## EXERCISE DATA
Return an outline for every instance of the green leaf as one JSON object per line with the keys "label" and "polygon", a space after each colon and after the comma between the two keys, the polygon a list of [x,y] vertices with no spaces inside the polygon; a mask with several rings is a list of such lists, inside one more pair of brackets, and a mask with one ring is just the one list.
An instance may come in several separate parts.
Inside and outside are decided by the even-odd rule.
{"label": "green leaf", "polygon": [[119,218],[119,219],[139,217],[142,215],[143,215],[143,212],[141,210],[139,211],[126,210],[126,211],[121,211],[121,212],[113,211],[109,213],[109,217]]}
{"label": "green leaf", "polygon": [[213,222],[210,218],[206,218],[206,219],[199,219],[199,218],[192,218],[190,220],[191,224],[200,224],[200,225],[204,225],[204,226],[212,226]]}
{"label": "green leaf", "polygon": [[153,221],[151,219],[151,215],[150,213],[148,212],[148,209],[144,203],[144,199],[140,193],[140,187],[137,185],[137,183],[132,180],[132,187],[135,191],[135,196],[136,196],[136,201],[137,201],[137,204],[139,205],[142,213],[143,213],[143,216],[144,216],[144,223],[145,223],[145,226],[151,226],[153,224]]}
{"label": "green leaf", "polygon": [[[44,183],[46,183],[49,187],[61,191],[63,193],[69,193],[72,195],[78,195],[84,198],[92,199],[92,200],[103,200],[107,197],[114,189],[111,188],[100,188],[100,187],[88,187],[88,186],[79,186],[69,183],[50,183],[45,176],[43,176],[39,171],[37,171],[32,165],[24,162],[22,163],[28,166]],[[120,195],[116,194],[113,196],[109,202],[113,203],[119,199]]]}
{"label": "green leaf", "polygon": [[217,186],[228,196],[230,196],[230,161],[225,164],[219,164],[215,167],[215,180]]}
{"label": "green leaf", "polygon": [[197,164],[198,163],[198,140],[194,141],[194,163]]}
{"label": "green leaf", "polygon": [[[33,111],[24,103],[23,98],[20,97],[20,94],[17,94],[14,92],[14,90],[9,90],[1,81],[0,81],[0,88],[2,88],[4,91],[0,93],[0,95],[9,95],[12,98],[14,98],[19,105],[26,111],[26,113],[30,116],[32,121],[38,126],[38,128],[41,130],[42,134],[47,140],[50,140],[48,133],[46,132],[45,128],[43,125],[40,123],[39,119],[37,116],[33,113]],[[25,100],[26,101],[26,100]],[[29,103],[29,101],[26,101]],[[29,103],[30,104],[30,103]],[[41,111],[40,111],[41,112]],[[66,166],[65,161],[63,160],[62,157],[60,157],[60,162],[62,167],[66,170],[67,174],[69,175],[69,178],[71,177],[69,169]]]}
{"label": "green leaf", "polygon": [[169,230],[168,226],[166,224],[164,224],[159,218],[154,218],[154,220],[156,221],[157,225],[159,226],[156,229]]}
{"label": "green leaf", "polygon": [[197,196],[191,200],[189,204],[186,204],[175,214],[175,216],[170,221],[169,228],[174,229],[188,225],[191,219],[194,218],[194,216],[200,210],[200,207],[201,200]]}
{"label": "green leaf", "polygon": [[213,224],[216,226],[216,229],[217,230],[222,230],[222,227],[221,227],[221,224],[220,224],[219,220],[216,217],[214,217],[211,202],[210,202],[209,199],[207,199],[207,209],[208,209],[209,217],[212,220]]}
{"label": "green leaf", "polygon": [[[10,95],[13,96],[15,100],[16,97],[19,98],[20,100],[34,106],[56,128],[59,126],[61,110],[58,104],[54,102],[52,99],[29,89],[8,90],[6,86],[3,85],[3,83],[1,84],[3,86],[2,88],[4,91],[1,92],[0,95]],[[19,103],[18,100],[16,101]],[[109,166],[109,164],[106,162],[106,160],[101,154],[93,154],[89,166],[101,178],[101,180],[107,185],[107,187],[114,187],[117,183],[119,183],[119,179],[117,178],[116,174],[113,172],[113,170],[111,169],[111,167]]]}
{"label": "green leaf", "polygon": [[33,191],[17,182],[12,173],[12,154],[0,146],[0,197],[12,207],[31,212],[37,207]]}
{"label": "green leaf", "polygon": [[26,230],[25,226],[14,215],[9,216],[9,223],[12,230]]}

## JOB
Return every line of the records above that contains the string "even".

## THE RESULT
Inside and outside are decided by the even-odd rule.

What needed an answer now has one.